Charitable Endeavors: Make sure your charitable donation counts for a tax deduction

At the end of each calendar year, it’s common for corporations and individuals alike to look for ways to maximize their tax deductions with charitable giving. Although making a charitable contribution may sound easy enough, it’s still important to do your research. What do corporations or individuals need to know to make sure they are following the law when taking charitable deductions? And how can they be sure their charity of choice qualifies and their donation is eligible to be deducted?

Scott Czaja, CPA and tax partner at accounting firm Wisam, Smith, Racker & Prescott, who also currently serves as treasurer for the Catholic Foundation of Utah and sits on the Utah Association of CPAs nonprofit steering committee, says there are a few big questions organizations and individuals must bear in mind before taking any deductions.

Choosing the best charity

Czaja says it’s important that whatever organization you plan on donating to is a valid, IRS-approved entity. “You should be giving your donations to a valid 501(c)(3) organization,” he says. “If you go the IRS’ website, they have an online tool you can use to put in the name of any charity and see if it qualifies.”

> [WORK TO COMPLETE]:
(1) From the article on charitable tax deductions, extract the passage from "Charitable Endeavors: Make" to "to be deducted?".
(2) In the article on charitable tax deductions, what position does Scott Czaja currently hold at the Catholic Foundation of Utah?
(3) Proceed with the article on charitable tax deductions, picking up right after its final paragraph.

> [SUPPLIED MATERIAL]:
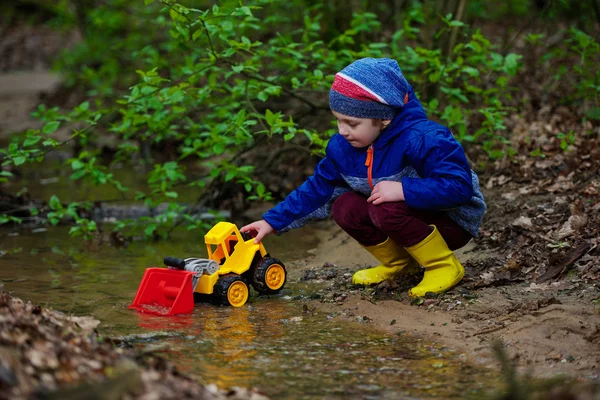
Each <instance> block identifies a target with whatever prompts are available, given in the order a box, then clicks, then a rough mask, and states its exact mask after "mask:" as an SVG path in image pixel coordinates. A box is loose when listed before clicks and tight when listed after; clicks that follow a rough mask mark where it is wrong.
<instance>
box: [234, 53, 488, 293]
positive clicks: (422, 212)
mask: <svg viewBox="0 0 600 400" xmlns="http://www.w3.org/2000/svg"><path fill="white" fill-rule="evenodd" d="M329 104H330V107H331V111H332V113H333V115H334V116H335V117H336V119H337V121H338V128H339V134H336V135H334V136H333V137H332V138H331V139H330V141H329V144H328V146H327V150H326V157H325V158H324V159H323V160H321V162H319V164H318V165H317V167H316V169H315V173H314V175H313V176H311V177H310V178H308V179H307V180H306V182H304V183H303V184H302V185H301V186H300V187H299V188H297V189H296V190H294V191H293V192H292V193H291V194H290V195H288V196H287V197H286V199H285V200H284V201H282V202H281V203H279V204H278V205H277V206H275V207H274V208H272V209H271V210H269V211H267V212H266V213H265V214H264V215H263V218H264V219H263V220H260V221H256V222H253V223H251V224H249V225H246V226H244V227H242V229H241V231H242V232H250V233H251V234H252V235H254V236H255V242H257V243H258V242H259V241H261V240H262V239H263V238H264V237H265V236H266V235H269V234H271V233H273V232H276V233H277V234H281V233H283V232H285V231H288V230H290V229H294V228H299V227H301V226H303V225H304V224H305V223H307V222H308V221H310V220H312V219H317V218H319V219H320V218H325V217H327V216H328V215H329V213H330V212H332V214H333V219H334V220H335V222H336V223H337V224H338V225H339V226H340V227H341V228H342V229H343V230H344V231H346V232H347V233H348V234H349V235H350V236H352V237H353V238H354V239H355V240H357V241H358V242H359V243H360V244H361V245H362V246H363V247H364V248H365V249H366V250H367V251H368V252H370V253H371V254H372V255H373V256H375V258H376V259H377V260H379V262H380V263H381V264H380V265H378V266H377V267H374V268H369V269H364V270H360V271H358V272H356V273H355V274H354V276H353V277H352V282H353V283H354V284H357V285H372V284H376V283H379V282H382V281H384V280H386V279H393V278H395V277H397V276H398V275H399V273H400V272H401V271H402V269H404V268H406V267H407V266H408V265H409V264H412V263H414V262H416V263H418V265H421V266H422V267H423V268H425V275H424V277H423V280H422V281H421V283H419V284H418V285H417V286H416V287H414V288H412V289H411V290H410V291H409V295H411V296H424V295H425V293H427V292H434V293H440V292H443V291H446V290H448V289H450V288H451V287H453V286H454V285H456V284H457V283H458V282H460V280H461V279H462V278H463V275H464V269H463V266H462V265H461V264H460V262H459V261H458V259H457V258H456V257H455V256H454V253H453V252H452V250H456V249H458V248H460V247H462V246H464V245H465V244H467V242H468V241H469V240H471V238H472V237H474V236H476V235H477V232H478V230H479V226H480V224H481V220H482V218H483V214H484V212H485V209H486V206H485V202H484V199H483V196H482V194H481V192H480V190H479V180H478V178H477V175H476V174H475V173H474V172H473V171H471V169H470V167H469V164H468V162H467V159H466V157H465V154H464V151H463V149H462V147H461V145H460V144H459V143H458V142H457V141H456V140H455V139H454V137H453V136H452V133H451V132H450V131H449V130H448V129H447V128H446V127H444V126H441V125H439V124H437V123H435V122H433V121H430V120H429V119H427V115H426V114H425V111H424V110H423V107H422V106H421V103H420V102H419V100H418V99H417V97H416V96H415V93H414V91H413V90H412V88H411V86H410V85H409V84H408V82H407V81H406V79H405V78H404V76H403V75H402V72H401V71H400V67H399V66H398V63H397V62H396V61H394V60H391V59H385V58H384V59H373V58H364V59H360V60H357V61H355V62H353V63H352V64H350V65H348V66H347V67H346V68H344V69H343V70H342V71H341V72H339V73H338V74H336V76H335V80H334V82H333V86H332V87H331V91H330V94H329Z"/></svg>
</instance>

> [ANSWERS BELOW]:
(1)
Charitable Endeavors: Make sure your charitable donation counts for a tax deduction

At the end of each calendar year, it’s common for corporations and individuals alike to look for ways to maximize their tax deductions with charitable giving. Although making a charitable contribution may sound easy enough, it’s still important to do your research. What do corporations or individuals need to know to make sure they are following the law when taking charitable deductions? And how can they be sure their charity of choice qualifies and their donation is eligible to be deducted?

(2) He serves as its treasurer.

(3)
Most section 501(c)(3) organizations are charitable, educational or religious groups, which means not every nonprofit organization is a section 501(c)(3). And not every section allows charitable deductions. For example, social welfare and civic organizations registered under section 501(c)(4) don’t qualify.

Czaja adds that another local entity, the Utah Division of Consumer Protection, can also be a good resource for businesses and individuals who wish to make contributions. “Their job is to make sure during the giving season only bonafide charities who are registered with the state of Utah are able to get charitable contributions. They basically make sure non-registered and bogus charities are exposed and shut down.”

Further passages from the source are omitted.